* Assigned task: Find every line in the records below that holds the word "rubber" and copy it.
___ Data supplied ___
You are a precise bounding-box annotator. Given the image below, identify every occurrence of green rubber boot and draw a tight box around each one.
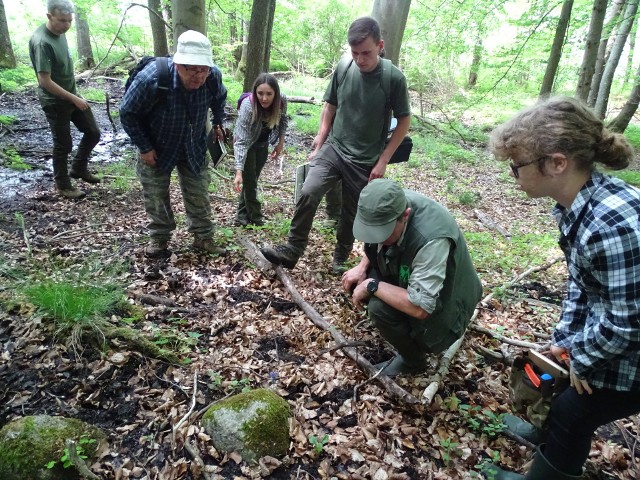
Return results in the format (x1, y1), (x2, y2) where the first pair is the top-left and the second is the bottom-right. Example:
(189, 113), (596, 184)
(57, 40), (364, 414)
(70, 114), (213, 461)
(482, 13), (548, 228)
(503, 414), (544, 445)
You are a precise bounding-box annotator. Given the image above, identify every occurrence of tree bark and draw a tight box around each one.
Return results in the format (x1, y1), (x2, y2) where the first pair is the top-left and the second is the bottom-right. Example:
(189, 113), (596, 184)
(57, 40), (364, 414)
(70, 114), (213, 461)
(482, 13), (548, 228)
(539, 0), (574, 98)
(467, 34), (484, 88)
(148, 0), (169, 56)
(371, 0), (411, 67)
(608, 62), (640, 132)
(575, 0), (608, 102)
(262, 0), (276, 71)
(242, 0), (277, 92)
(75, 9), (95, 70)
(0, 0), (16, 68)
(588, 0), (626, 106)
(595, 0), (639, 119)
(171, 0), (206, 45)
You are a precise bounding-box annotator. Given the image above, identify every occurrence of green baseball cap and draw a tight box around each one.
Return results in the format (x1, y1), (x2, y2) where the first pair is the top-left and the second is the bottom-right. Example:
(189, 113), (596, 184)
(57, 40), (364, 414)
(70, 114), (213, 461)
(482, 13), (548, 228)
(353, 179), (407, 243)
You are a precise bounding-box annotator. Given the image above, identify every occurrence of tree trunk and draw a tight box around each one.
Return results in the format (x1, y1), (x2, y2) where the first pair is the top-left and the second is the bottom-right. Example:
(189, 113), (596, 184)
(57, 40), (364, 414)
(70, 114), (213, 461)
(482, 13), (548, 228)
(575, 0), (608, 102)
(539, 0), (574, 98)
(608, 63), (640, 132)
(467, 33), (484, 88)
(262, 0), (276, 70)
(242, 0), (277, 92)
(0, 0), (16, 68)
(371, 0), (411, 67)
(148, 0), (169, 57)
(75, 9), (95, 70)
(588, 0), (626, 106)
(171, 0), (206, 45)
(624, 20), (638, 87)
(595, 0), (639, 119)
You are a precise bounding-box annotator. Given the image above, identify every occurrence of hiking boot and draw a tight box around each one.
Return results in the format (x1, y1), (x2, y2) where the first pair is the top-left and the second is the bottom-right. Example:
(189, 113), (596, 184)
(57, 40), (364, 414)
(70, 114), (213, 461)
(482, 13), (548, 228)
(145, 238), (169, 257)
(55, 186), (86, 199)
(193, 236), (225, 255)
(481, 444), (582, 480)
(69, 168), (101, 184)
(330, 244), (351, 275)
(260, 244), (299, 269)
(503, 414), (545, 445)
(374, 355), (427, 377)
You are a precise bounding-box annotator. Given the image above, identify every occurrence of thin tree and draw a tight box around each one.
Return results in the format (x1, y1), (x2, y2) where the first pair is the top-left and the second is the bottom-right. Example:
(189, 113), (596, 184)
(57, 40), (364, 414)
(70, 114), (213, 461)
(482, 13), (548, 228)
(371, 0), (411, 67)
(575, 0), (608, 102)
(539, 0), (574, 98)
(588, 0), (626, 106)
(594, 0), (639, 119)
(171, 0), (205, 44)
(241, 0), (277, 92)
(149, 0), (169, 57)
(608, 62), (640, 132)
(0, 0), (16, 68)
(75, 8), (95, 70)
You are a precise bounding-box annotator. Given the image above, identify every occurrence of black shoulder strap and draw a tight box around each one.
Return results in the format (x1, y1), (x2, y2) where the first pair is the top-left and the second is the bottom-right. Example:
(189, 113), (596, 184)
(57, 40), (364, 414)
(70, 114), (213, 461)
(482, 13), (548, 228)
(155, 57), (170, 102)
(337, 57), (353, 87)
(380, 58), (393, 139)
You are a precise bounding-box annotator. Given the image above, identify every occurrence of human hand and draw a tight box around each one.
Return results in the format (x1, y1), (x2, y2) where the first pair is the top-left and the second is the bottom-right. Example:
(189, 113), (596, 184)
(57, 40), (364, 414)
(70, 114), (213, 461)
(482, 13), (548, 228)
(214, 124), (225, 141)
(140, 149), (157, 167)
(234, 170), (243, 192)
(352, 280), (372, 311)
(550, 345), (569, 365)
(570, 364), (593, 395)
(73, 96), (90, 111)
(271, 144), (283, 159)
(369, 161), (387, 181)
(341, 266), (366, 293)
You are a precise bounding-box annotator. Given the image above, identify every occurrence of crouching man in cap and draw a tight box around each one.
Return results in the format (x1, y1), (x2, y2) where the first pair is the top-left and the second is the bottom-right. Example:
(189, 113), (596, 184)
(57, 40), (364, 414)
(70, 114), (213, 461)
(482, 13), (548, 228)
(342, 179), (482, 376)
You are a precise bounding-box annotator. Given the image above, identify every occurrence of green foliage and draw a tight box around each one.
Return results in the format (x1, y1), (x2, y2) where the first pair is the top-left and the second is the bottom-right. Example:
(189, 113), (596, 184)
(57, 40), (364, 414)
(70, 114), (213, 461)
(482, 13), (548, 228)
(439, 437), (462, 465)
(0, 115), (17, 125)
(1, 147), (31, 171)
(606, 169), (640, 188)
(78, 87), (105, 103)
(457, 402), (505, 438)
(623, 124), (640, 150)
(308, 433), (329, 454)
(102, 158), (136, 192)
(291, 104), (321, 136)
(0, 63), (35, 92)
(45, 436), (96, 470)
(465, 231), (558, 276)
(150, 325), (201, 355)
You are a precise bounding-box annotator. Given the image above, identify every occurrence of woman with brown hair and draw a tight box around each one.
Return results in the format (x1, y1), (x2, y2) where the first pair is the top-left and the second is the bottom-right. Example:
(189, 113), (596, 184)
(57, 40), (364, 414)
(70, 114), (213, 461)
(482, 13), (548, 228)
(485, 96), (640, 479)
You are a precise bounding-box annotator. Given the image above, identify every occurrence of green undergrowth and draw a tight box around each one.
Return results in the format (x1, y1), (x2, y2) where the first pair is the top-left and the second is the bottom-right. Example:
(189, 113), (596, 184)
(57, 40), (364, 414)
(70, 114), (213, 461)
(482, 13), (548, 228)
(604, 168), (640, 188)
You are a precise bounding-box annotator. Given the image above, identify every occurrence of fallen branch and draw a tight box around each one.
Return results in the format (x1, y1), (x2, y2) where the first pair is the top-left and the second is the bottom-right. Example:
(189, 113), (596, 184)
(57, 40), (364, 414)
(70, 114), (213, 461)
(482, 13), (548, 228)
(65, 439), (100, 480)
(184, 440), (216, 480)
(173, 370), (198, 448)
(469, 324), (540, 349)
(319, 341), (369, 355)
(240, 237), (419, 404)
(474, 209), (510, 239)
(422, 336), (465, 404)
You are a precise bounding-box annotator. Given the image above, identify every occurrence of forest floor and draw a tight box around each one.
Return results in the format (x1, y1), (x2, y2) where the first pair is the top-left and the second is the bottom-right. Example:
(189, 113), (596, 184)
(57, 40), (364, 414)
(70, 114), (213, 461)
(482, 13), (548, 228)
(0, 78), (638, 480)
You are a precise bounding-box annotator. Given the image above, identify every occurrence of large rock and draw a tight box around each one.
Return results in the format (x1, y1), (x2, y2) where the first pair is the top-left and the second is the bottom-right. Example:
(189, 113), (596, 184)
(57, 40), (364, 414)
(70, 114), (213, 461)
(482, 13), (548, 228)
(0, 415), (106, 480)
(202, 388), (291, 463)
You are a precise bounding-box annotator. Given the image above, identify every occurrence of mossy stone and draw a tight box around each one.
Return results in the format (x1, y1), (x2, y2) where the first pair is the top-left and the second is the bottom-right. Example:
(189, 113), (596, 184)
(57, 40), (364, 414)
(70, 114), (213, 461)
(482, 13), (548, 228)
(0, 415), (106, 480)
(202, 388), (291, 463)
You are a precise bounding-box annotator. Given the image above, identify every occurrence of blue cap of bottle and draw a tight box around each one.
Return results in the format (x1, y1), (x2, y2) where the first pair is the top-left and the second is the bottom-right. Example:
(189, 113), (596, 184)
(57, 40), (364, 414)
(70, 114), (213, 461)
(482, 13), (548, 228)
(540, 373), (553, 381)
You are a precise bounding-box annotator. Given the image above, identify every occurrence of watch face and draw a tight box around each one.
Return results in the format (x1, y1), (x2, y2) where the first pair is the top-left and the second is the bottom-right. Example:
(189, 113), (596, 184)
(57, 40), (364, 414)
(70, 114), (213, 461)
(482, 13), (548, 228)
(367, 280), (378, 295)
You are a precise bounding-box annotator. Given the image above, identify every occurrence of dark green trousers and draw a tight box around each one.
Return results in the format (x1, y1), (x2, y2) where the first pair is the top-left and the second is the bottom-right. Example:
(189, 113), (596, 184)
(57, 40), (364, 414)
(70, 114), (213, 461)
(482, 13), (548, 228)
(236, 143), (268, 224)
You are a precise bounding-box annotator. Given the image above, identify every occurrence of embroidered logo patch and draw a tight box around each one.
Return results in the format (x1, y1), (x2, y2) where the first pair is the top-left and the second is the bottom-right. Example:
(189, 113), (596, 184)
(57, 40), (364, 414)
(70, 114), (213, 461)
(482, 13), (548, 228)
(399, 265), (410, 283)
___
___ Data supplied ___
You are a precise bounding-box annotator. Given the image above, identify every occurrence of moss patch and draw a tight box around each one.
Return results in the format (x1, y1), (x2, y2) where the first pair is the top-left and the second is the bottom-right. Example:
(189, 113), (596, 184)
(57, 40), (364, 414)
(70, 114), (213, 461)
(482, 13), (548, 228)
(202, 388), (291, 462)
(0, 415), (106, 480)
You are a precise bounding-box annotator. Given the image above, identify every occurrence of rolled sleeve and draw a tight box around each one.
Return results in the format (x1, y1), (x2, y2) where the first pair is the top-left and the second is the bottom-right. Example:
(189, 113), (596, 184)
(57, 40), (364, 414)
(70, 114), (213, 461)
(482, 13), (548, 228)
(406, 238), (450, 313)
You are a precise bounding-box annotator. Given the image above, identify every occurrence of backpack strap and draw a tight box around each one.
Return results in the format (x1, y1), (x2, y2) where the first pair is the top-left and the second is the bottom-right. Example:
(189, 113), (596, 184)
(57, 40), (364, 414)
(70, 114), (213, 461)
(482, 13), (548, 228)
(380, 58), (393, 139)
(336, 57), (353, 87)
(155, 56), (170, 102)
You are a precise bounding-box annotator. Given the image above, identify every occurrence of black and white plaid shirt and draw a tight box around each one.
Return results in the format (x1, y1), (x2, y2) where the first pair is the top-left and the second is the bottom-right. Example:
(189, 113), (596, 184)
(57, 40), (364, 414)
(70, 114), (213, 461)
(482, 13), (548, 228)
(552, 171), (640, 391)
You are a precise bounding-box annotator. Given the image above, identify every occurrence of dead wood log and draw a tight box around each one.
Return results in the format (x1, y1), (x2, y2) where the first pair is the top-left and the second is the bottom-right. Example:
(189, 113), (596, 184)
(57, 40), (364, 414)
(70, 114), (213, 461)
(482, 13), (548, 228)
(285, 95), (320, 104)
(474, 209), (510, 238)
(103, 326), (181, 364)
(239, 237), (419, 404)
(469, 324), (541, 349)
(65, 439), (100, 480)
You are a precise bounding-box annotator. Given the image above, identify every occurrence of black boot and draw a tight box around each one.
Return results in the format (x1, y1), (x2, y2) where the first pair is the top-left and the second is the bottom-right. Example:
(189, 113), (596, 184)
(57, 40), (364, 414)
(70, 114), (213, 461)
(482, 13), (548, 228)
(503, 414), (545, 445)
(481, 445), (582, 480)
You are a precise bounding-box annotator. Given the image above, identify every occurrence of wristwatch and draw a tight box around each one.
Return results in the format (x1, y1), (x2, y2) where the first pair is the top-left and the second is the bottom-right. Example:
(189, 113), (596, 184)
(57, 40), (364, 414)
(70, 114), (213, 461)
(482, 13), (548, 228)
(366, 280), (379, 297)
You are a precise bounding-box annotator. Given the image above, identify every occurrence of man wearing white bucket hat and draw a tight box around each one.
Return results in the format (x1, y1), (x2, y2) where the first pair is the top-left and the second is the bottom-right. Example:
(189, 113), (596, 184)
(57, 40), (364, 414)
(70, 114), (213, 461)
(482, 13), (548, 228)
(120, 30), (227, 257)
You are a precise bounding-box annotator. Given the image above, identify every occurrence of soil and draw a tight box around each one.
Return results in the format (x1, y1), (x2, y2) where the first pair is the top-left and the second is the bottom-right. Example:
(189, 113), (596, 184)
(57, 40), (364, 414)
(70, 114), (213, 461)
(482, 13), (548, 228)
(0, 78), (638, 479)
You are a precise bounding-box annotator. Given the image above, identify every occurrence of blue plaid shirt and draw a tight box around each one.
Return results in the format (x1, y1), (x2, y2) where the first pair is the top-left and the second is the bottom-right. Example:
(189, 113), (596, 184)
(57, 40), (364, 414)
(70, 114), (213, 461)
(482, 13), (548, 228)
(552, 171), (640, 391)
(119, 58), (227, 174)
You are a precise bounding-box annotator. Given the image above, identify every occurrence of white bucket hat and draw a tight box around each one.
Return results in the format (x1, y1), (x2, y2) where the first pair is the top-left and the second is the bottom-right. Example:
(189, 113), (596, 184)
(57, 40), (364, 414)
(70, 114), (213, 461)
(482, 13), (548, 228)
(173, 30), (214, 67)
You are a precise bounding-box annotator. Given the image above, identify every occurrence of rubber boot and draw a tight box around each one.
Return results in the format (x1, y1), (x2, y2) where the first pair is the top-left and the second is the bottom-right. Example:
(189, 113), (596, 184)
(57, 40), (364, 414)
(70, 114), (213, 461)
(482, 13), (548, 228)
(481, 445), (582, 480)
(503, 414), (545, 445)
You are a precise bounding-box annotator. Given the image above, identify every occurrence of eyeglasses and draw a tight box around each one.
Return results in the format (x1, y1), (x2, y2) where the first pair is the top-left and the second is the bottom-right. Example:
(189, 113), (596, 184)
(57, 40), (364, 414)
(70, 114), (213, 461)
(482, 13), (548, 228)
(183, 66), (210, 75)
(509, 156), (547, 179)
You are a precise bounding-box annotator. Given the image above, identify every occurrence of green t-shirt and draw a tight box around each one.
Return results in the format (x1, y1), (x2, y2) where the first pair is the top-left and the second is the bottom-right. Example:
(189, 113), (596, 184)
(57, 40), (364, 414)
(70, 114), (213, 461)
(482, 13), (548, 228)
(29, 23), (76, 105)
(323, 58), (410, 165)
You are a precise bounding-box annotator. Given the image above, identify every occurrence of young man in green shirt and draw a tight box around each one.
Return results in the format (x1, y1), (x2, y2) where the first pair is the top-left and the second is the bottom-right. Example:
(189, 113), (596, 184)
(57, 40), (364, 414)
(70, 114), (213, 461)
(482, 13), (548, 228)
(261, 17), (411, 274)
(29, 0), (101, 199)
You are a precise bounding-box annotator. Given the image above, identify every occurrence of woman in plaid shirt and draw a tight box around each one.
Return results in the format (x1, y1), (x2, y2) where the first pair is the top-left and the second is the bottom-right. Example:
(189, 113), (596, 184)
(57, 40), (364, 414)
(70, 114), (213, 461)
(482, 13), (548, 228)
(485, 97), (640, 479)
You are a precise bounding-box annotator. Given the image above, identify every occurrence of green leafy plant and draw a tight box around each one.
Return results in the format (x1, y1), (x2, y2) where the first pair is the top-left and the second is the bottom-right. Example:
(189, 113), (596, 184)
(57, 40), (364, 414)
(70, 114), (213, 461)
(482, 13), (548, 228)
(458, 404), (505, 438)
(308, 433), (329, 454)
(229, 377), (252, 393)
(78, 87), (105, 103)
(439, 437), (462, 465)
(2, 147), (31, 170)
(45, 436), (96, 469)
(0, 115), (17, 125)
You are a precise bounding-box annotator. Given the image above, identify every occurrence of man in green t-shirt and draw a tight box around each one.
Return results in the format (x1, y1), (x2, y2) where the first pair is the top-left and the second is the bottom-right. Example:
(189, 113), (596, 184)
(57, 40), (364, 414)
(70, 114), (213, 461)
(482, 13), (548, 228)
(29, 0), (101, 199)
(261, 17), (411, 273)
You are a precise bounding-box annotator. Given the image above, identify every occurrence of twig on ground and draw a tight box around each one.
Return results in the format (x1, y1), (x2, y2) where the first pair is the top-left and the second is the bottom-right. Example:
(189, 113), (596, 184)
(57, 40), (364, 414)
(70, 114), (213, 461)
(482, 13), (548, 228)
___
* Answer below:
You are a precise bounding-box annotator. Given the image below, identify every occurrence of green rubber boot and draw a tight box around each one.
You are a precise bounding-box annotator. Given the image above, identify every occurrence of rubber boot and draw a tight box around each one.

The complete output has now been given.